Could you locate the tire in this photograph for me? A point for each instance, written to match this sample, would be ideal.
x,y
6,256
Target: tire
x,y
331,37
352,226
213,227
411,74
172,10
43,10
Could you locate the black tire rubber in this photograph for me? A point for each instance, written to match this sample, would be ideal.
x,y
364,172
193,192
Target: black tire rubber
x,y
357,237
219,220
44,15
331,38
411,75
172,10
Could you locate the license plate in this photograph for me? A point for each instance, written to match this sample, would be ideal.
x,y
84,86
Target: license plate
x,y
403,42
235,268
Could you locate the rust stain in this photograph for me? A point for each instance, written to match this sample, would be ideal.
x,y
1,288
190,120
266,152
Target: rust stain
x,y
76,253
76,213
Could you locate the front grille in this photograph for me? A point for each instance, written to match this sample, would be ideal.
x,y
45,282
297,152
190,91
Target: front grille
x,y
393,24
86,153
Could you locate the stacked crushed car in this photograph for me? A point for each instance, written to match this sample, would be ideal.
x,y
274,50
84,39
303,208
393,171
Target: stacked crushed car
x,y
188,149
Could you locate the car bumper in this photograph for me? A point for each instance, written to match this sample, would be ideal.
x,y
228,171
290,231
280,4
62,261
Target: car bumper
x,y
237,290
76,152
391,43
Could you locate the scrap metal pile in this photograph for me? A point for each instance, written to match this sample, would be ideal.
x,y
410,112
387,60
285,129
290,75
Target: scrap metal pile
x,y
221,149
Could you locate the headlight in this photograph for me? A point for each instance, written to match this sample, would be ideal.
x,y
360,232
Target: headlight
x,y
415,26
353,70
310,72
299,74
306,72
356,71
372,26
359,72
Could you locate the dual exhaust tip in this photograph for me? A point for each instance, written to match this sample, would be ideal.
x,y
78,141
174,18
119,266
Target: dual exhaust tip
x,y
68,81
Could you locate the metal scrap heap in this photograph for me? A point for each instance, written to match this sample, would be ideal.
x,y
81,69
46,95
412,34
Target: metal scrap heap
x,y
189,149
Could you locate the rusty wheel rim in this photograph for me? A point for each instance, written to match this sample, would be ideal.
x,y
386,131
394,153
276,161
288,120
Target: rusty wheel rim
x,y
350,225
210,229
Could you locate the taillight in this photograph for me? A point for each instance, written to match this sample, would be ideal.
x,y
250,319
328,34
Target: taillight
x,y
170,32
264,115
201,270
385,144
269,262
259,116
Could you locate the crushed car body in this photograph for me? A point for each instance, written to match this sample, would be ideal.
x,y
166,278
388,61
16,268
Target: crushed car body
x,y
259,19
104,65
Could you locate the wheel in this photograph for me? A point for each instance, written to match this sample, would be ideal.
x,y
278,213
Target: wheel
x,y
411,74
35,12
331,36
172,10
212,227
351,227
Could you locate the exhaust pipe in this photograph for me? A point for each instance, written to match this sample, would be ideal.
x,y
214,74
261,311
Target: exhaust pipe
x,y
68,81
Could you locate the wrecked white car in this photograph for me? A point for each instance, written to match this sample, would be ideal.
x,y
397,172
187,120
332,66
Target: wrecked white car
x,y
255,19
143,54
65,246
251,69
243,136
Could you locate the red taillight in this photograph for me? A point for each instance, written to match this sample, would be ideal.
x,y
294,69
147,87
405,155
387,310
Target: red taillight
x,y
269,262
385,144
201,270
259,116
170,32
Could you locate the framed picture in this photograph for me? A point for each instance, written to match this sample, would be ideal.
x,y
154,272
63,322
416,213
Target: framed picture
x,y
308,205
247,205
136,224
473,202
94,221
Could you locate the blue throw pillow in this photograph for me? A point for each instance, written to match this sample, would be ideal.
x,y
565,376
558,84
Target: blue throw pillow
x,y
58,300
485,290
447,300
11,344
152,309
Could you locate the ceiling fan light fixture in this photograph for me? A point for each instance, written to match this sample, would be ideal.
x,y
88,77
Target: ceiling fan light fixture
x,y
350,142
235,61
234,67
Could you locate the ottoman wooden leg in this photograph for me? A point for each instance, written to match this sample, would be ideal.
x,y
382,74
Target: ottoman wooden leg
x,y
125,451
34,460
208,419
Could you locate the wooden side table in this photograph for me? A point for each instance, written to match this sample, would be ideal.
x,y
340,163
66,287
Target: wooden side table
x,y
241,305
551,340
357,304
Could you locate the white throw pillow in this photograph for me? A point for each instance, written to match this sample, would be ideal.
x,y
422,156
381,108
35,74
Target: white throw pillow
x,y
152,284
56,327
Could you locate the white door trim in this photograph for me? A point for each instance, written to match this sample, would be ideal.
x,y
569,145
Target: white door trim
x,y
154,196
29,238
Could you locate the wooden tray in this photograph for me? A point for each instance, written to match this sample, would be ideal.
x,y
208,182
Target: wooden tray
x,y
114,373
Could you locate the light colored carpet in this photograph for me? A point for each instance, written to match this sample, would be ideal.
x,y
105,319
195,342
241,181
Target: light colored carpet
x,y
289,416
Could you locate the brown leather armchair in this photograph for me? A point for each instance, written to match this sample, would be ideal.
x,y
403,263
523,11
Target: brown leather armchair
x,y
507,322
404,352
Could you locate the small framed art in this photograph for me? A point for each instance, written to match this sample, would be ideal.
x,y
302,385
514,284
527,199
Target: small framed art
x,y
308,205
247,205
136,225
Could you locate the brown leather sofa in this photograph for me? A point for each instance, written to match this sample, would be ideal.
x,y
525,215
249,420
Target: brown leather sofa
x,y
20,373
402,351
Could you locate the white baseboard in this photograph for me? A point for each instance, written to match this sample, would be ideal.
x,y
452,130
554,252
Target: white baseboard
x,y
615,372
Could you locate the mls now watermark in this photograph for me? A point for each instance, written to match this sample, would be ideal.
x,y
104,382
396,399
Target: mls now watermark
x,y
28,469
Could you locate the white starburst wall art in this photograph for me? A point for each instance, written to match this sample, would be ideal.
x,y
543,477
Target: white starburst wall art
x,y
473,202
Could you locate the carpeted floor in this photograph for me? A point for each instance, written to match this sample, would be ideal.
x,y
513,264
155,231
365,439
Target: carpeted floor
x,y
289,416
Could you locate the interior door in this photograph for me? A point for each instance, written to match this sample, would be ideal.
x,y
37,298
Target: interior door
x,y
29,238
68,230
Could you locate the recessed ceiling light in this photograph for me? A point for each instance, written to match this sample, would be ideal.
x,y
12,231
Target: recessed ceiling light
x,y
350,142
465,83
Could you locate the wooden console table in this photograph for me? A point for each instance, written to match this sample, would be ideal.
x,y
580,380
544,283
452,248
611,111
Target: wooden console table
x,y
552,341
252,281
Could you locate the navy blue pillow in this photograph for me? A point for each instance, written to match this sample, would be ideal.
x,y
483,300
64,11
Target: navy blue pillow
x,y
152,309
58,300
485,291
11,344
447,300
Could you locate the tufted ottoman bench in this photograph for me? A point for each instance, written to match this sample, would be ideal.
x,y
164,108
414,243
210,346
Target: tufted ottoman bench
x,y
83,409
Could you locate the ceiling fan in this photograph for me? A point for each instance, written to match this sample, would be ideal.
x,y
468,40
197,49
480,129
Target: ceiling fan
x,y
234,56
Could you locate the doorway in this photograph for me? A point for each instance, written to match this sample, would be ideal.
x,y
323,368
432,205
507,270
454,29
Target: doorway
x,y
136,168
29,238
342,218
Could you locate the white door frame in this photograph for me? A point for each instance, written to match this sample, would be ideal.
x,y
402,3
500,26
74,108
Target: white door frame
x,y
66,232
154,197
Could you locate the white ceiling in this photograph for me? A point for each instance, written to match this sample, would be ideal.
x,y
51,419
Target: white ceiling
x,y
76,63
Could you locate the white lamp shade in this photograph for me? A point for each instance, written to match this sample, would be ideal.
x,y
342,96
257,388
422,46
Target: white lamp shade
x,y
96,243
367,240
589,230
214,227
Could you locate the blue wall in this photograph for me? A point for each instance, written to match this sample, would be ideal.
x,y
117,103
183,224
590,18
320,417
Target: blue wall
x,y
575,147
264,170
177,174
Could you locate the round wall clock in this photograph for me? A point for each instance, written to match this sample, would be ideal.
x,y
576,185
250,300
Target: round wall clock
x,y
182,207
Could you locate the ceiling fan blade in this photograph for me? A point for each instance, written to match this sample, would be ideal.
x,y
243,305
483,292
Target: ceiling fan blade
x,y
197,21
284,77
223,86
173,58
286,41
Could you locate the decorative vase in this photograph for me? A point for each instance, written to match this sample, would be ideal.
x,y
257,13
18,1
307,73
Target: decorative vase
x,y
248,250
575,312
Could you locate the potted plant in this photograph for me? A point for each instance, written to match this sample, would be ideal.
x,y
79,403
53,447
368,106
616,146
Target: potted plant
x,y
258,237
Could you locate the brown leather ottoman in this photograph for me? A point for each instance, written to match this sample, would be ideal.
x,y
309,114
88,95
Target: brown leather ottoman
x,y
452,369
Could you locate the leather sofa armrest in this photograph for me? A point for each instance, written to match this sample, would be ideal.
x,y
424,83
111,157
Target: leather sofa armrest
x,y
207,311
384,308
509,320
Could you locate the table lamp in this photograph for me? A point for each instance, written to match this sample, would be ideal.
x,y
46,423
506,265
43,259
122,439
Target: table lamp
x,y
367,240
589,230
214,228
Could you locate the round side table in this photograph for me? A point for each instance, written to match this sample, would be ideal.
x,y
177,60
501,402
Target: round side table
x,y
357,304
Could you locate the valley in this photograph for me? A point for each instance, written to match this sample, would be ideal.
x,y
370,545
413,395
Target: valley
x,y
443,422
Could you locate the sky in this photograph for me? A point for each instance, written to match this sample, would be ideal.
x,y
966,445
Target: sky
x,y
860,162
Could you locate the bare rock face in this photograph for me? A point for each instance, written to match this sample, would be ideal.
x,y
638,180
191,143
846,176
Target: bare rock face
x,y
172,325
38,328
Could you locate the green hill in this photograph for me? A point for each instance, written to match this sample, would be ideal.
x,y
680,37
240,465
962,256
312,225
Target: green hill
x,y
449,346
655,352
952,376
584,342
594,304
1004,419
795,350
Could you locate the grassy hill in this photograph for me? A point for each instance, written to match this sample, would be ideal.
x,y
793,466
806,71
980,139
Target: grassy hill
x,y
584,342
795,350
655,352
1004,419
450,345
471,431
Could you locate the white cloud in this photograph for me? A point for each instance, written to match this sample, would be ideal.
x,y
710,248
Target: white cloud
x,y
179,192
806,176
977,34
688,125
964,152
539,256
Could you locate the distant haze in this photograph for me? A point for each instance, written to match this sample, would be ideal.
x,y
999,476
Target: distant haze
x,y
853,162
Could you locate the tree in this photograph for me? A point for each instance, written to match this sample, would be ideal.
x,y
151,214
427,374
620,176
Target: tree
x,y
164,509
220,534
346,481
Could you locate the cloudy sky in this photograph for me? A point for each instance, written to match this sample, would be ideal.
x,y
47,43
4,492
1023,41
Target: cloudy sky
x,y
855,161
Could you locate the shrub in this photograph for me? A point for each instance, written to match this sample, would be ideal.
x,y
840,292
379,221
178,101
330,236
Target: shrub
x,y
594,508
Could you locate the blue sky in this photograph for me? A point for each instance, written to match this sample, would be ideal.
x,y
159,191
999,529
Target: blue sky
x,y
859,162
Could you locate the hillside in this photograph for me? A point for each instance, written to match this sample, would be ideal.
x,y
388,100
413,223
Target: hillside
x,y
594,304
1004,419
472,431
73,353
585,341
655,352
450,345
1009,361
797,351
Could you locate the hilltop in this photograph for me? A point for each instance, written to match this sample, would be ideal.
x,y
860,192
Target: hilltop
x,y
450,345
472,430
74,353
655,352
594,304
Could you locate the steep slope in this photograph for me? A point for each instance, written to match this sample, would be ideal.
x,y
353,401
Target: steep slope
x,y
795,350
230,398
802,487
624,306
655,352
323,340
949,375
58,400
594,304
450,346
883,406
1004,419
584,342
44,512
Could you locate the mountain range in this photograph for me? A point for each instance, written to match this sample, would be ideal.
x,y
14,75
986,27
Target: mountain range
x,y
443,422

■ ■ ■ ■ ■ ■ ■

## Your goal
When the line with "Could you locate the wooden console" is reached in the data above, start copying there, and copy each line exactly until the line with "Could you locate the tufted" has been copied; copy nothing else.

## Output of the exercise
Could you locate the wooden console table in this photograph for me? A point for each instance, written to match this sample, would be ideal.
x,y
580,380
544,283
452,248
611,111
Target: wooden console table
x,y
552,341
252,281
Could you locate the navy blue pillow in this photograph for me? A point for each instance, written to match this sample, would be ideal.
x,y
483,300
64,11
Target: navy blue pillow
x,y
152,309
58,300
485,291
11,344
447,300
Could you locate the tufted ottoman bench in this photograph for me? A point for each instance, written to match this sample, would be ideal.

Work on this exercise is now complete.